Copy out, word for word, the lines running from the start of the items up to and including the line with "Query: **long brown hair**".
── Data provided
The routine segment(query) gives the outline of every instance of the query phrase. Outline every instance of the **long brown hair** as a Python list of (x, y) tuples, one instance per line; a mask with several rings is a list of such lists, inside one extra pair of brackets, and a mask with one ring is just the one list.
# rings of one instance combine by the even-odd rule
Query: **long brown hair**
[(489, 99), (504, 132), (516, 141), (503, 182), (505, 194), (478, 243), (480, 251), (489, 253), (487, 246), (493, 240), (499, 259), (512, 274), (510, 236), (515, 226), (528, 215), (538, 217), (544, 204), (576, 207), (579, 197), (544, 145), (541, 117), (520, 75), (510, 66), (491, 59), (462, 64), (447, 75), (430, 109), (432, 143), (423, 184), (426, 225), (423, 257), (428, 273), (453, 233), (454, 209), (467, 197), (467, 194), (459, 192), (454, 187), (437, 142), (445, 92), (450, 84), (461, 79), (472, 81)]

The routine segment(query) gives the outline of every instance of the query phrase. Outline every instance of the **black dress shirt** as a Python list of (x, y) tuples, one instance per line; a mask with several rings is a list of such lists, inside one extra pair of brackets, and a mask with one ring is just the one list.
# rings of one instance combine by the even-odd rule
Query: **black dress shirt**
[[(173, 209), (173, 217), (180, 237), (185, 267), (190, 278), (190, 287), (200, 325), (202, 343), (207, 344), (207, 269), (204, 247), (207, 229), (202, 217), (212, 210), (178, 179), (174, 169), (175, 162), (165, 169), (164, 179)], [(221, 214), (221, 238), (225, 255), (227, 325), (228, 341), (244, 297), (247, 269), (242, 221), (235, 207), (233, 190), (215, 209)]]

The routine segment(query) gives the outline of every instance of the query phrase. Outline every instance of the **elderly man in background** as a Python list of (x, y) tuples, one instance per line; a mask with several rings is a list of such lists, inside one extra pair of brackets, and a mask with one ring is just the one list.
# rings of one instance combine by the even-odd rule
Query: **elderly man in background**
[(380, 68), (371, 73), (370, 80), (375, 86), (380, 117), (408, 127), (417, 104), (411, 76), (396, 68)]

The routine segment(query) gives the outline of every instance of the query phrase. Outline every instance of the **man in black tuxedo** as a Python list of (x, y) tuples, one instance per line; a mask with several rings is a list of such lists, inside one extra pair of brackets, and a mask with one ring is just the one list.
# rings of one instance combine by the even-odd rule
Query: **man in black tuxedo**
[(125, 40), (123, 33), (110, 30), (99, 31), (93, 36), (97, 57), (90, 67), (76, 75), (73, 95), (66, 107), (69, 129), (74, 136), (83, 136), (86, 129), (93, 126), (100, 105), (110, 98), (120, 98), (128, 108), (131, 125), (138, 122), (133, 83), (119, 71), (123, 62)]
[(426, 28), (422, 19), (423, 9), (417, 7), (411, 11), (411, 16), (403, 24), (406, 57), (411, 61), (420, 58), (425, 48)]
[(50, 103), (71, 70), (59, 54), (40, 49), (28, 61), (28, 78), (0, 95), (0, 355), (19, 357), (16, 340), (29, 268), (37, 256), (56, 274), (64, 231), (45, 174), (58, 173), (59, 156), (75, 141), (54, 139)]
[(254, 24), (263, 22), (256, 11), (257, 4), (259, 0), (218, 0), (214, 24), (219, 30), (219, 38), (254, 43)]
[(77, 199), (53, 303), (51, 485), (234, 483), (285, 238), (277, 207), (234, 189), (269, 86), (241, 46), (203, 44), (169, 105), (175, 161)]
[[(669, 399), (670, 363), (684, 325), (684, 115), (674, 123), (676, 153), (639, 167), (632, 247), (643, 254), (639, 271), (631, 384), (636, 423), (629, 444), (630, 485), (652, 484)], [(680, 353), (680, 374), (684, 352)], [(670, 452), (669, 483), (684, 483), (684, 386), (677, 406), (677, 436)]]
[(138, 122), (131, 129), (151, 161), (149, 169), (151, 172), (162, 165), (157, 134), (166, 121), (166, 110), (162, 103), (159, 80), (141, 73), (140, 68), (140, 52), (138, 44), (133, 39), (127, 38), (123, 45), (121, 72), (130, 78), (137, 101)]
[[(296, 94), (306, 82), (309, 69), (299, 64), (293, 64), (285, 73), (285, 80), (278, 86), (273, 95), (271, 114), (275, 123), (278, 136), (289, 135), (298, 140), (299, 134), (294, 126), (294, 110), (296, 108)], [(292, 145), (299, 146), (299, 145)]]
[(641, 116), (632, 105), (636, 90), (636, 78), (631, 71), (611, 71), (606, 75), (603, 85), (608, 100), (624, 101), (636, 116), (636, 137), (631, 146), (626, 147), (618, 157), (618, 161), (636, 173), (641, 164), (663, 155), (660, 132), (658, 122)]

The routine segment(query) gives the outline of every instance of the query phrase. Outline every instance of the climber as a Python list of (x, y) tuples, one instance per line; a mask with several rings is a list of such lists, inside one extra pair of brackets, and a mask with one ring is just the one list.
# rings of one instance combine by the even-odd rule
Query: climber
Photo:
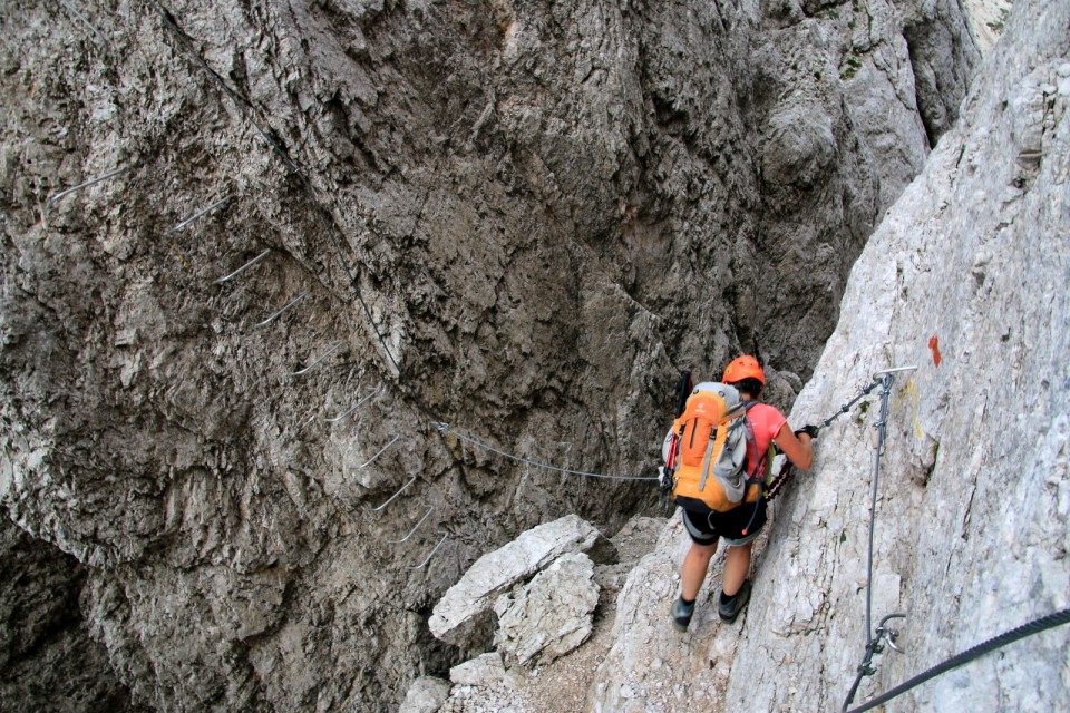
[[(721, 381), (735, 387), (743, 401), (756, 401), (761, 395), (766, 377), (758, 360), (745, 355), (732, 360), (724, 369)], [(771, 440), (796, 467), (809, 469), (814, 459), (810, 441), (817, 434), (816, 427), (807, 426), (792, 432), (788, 420), (779, 410), (760, 402), (747, 410), (747, 418), (753, 426), (756, 452), (765, 453)], [(747, 469), (749, 475), (755, 476), (762, 463), (758, 459), (750, 460), (756, 462), (748, 462)], [(691, 549), (683, 558), (680, 569), (680, 596), (672, 605), (673, 626), (681, 632), (688, 629), (710, 559), (717, 551), (717, 540), (722, 537), (729, 550), (724, 557), (718, 614), (726, 622), (735, 622), (750, 598), (750, 582), (747, 579), (750, 550), (766, 524), (766, 502), (763, 499), (757, 505), (741, 502), (727, 512), (700, 512), (683, 508), (682, 517), (688, 535), (691, 536)]]

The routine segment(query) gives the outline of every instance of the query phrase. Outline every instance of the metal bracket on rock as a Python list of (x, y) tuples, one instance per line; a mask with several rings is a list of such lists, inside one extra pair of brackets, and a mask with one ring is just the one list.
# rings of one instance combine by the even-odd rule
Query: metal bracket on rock
[[(395, 442), (397, 442), (397, 440), (398, 440), (399, 438), (401, 438), (401, 434), (400, 434), (400, 433), (398, 433), (398, 434), (396, 434), (393, 438), (391, 438), (389, 443), (387, 443), (386, 446), (383, 446), (382, 448), (379, 449), (379, 452), (377, 452), (374, 456), (372, 456), (371, 458), (369, 458), (366, 462), (357, 466), (357, 467), (356, 467), (357, 470), (362, 470), (362, 469), (367, 468), (368, 466), (370, 466), (371, 463), (376, 462), (376, 459), (379, 458), (379, 456), (382, 456), (385, 452), (387, 452), (387, 449), (390, 448), (391, 446), (393, 446)], [(416, 478), (416, 476), (414, 476), (414, 479), (415, 479), (415, 478)], [(391, 499), (392, 499), (392, 498), (391, 498)]]
[(207, 215), (207, 214), (211, 213), (212, 211), (215, 211), (216, 208), (221, 207), (222, 205), (228, 203), (233, 197), (234, 197), (234, 196), (231, 196), (231, 195), (224, 196), (222, 201), (216, 201), (215, 203), (213, 203), (212, 205), (210, 205), (210, 206), (206, 207), (205, 209), (201, 211), (200, 213), (196, 213), (196, 214), (192, 215), (191, 217), (186, 218), (185, 221), (183, 221), (182, 223), (179, 223), (179, 224), (176, 225), (175, 227), (167, 228), (167, 231), (164, 232), (164, 236), (166, 237), (167, 235), (171, 235), (171, 234), (173, 234), (173, 233), (177, 233), (178, 231), (181, 231), (182, 228), (186, 227), (187, 225), (189, 225), (189, 224), (193, 223), (194, 221), (204, 217), (205, 215)]
[(129, 169), (130, 169), (129, 166), (124, 166), (123, 168), (116, 168), (115, 170), (113, 170), (113, 172), (110, 172), (110, 173), (104, 174), (104, 175), (100, 176), (99, 178), (94, 178), (93, 180), (87, 180), (86, 183), (80, 183), (80, 184), (78, 184), (77, 186), (72, 186), (72, 187), (70, 187), (70, 188), (67, 188), (66, 191), (60, 191), (60, 192), (57, 193), (55, 196), (52, 196), (51, 198), (49, 198), (48, 201), (45, 202), (45, 213), (47, 214), (48, 211), (49, 211), (59, 199), (65, 198), (65, 197), (69, 196), (70, 194), (72, 194), (72, 193), (75, 193), (75, 192), (77, 192), (77, 191), (81, 191), (82, 188), (88, 188), (89, 186), (94, 186), (94, 185), (100, 183), (101, 180), (107, 180), (108, 178), (115, 178), (115, 177), (118, 176), (119, 174), (124, 174), (124, 173), (128, 172)]
[(390, 544), (391, 544), (391, 545), (400, 545), (400, 544), (403, 543), (405, 540), (407, 540), (407, 539), (409, 539), (410, 537), (412, 537), (412, 535), (416, 534), (416, 530), (420, 529), (420, 526), (424, 525), (424, 522), (427, 520), (427, 518), (429, 518), (429, 517), (431, 516), (431, 510), (434, 510), (434, 509), (435, 509), (435, 506), (434, 506), (434, 505), (428, 506), (427, 512), (424, 514), (424, 517), (420, 518), (420, 521), (419, 521), (419, 522), (417, 522), (416, 525), (412, 526), (412, 529), (409, 530), (409, 534), (406, 535), (405, 537), (402, 537), (401, 539), (391, 539), (391, 540), (390, 540)]
[(241, 267), (239, 267), (237, 270), (235, 270), (235, 271), (232, 272), (231, 274), (228, 274), (228, 275), (223, 275), (223, 276), (220, 277), (218, 280), (215, 280), (212, 284), (214, 284), (214, 285), (221, 285), (221, 284), (223, 284), (224, 282), (230, 282), (230, 281), (233, 280), (234, 277), (237, 277), (240, 274), (242, 274), (243, 272), (245, 272), (246, 270), (249, 270), (250, 267), (252, 267), (253, 265), (255, 265), (256, 263), (259, 263), (260, 261), (262, 261), (264, 257), (268, 257), (268, 253), (270, 253), (270, 252), (271, 252), (271, 248), (270, 248), (270, 247), (266, 248), (266, 250), (264, 250), (264, 252), (262, 252), (260, 255), (256, 255), (256, 257), (253, 257), (251, 261), (249, 261), (247, 263), (245, 263), (244, 265), (242, 265)]
[(274, 322), (276, 319), (279, 319), (279, 316), (283, 312), (285, 312), (286, 310), (295, 305), (298, 302), (301, 302), (301, 300), (304, 300), (304, 297), (308, 296), (308, 294), (309, 294), (308, 290), (302, 290), (298, 294), (298, 296), (295, 296), (293, 300), (290, 300), (290, 302), (286, 302), (284, 305), (282, 305), (281, 307), (279, 307), (278, 310), (269, 314), (263, 321), (257, 322), (256, 324), (253, 324), (253, 329), (256, 329), (259, 326), (268, 326), (269, 324)]
[(371, 393), (369, 393), (368, 395), (361, 397), (361, 398), (357, 401), (357, 403), (354, 403), (353, 406), (349, 407), (349, 409), (347, 409), (346, 411), (342, 411), (341, 413), (339, 413), (339, 414), (335, 416), (335, 417), (332, 417), (332, 418), (329, 418), (329, 419), (323, 419), (323, 420), (327, 421), (328, 423), (338, 423), (338, 422), (341, 421), (343, 418), (346, 418), (347, 416), (349, 416), (350, 413), (352, 413), (353, 411), (356, 411), (357, 409), (359, 409), (361, 406), (363, 406), (364, 402), (368, 401), (368, 399), (372, 398), (373, 395), (376, 395), (377, 393), (379, 393), (381, 390), (382, 390), (382, 384), (376, 387), (374, 390), (373, 390)]

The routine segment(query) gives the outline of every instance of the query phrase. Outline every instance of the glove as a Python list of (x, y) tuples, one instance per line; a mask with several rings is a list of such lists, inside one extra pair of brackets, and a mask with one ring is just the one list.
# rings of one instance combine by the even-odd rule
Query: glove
────
Result below »
The routine segment(query) gives the outline of every instance of the query phrase. Outline every instance of the **long brown hair** as a Python list of (x, y) tuples, one instance per line; a mask with several rings is a list of such lists, inside one extra pair of brackets, and a mask with one ring is just the one list.
# rings of one instance combine by the even-odd rule
Query: **long brown hair**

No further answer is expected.